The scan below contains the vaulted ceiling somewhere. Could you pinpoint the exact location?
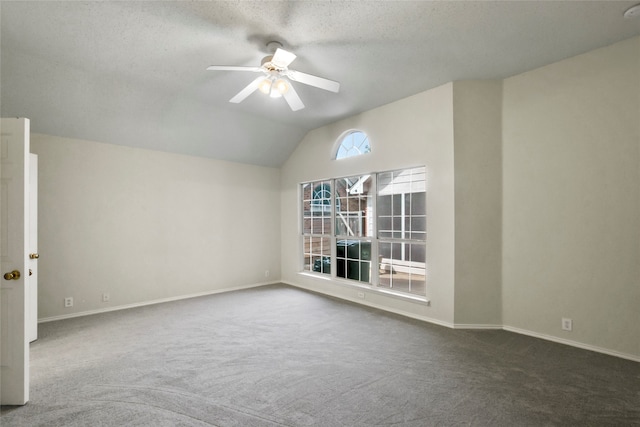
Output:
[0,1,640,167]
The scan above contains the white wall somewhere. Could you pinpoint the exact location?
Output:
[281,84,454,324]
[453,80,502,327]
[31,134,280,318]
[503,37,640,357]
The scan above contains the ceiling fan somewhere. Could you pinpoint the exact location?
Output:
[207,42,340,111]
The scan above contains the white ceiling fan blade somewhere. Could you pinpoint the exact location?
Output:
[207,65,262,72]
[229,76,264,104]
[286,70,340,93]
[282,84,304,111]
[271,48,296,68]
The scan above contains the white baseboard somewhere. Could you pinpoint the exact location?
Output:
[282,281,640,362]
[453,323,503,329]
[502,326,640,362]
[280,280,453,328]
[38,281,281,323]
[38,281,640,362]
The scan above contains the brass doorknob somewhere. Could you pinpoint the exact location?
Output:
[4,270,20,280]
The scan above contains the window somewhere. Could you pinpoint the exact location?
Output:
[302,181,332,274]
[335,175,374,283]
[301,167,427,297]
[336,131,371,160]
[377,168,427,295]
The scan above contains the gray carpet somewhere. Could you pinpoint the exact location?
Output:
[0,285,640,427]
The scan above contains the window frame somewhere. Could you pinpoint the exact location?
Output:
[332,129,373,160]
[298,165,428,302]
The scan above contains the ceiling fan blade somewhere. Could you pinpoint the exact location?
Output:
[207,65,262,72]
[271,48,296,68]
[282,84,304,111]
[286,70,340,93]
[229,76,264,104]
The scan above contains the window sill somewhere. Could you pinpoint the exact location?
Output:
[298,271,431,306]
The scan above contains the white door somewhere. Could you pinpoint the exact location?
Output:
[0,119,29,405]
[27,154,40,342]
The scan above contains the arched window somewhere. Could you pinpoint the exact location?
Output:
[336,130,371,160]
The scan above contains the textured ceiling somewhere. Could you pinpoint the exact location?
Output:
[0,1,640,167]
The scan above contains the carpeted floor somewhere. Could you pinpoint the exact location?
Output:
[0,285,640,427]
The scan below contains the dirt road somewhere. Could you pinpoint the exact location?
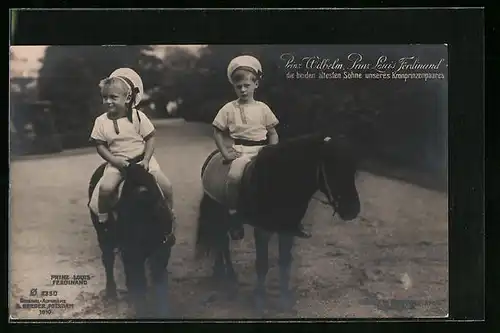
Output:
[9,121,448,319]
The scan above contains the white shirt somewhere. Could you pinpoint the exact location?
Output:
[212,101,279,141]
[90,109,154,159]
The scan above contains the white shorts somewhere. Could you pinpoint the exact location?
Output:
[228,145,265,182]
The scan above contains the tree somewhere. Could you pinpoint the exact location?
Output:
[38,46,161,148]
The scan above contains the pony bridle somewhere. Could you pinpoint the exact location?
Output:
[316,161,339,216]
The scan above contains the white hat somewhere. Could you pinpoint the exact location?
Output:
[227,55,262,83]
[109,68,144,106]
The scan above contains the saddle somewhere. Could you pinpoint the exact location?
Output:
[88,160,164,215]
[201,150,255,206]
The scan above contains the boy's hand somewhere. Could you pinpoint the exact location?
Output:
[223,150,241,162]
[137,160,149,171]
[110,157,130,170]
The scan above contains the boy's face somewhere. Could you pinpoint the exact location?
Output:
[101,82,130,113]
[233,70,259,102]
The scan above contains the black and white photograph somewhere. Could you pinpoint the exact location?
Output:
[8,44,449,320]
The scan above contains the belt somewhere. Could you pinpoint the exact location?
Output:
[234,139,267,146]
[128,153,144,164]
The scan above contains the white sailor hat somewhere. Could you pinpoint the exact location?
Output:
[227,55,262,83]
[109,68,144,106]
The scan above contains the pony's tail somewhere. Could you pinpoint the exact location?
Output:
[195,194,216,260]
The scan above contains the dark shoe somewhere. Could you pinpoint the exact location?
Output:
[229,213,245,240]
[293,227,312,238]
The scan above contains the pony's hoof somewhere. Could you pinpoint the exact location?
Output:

Consigne - Recopiez toutes les lignes ci-dessus en renommant « scan » en « picture » partout, sans rien modifier d'autre. Omettez les images.

Solution rédigée -
The picture below contains the vaulted ceiling somewhere. Could you pinpoint the exact location?
Output:
[0,1,640,167]
The picture above contains the white wall somewhere. Could you pinpoint the exact location?
Output:
[281,84,454,324]
[453,80,502,327]
[31,134,280,318]
[503,37,640,357]
The picture above contains the ceiling fan somewhere. Could you pinpoint the exact location?
Output:
[207,42,340,111]
The picture above contains the white ceiling fan blade somewhere. Could you pinpoint the exact location?
Output:
[207,65,262,72]
[229,76,264,104]
[286,70,340,93]
[282,84,304,111]
[271,48,296,68]
The picture above contains the white baseboard somewhere. Could you pinpoint the exact location?
Output:
[282,281,640,362]
[453,323,503,329]
[502,326,640,362]
[280,280,453,328]
[38,281,281,323]
[38,281,640,362]
The picture above contains the brass doorknob somewhere. Could you pinpoint the exact location?
Output:
[4,270,20,280]
The picture above contains the window somewhere. Could you pinpoint the exact location?
Output:
[302,181,332,274]
[335,175,374,283]
[301,167,427,297]
[336,131,371,160]
[377,168,427,295]
The picture above contains the gray carpet somewhere. Could you pinpoint the exact location?
Output:
[0,285,640,427]
The picture above contains the window frame somewhere. Could you pinpoint the exact location?
Output:
[332,129,373,160]
[298,165,428,302]
The picture above contains the ceiling fan blade somewhere. Could you pinpoint the exact location?
Output:
[207,65,262,72]
[271,48,296,68]
[282,84,304,111]
[286,70,340,93]
[229,76,264,104]
The picture above contains the window sill somewhere. Could you pinpoint the exact location?
Output:
[298,271,431,306]
The picture above contains the white door somewhere. Could you pinpoint the exact location?
Output:
[0,119,29,405]
[27,154,40,342]
The picture above contains the arched window somewhere. Could you pinpoint the exact location?
Output:
[336,130,371,160]
The picture above contains the textured ceiling somewhere. Could you pinpoint the exact location?
Output:
[0,1,640,167]
The picture above contains the carpeted floor somewhere. Could you pinpoint the exact location?
Output:
[0,285,640,427]
The picture below contains the dirt road somewhere. Could you pinpoint the exact location?
Output:
[9,121,448,319]
The picture above contains the white shirt somewhere. Could you pinpoint the exact location?
Output:
[212,101,279,141]
[90,109,154,159]
The picture above contains the white shorts somewhere. Could you pinpoint the exact location?
Output:
[228,145,265,182]
The picture above contains the tree somewhere. Could you pinpoint the exact location?
Output:
[38,46,161,148]
The picture above contains the pony bridle somewhere. Could you pinpoint the exact location?
Output:
[316,161,339,216]
The picture above contains the white hat somewhere. Could you pinpoint the exact location?
Output:
[227,55,262,83]
[109,68,144,106]
The picture above contains the saddle somewhere. Could you pinpoint the exact location?
Output:
[88,160,164,215]
[201,150,255,206]
The picture above contains the boy's hand somewhere. Could you pinpoint the exact location?
Output:
[223,150,241,162]
[137,160,149,171]
[110,157,130,170]
The picture above contains the boy's face somewhere. Could you pinpoint the exact location?
Output:
[101,82,130,113]
[233,70,259,102]
The picture above contains the black and white photograph somewhere. Could you pinpoint the exact location?
Output:
[8,44,449,320]
The picture above contains the belt somewhere. Could you pinpoint the exact location?
Output:
[234,139,267,146]
[128,153,144,164]
The picture above contains the white sailor hat somewhere. Could you pinpoint the exact location?
Output:
[227,55,262,83]
[109,68,144,106]
The picture above contains the pony's tail somewhere. Could you pinpoint the exact location?
Output:
[195,194,216,260]
The picture above contains the dark shoe somewhere. Could you pinpoint the exact location?
Output:
[229,213,245,240]
[293,227,312,238]
The picture above contains the pony's hoof somewhere. Could you pinpoint the exact location?
Output:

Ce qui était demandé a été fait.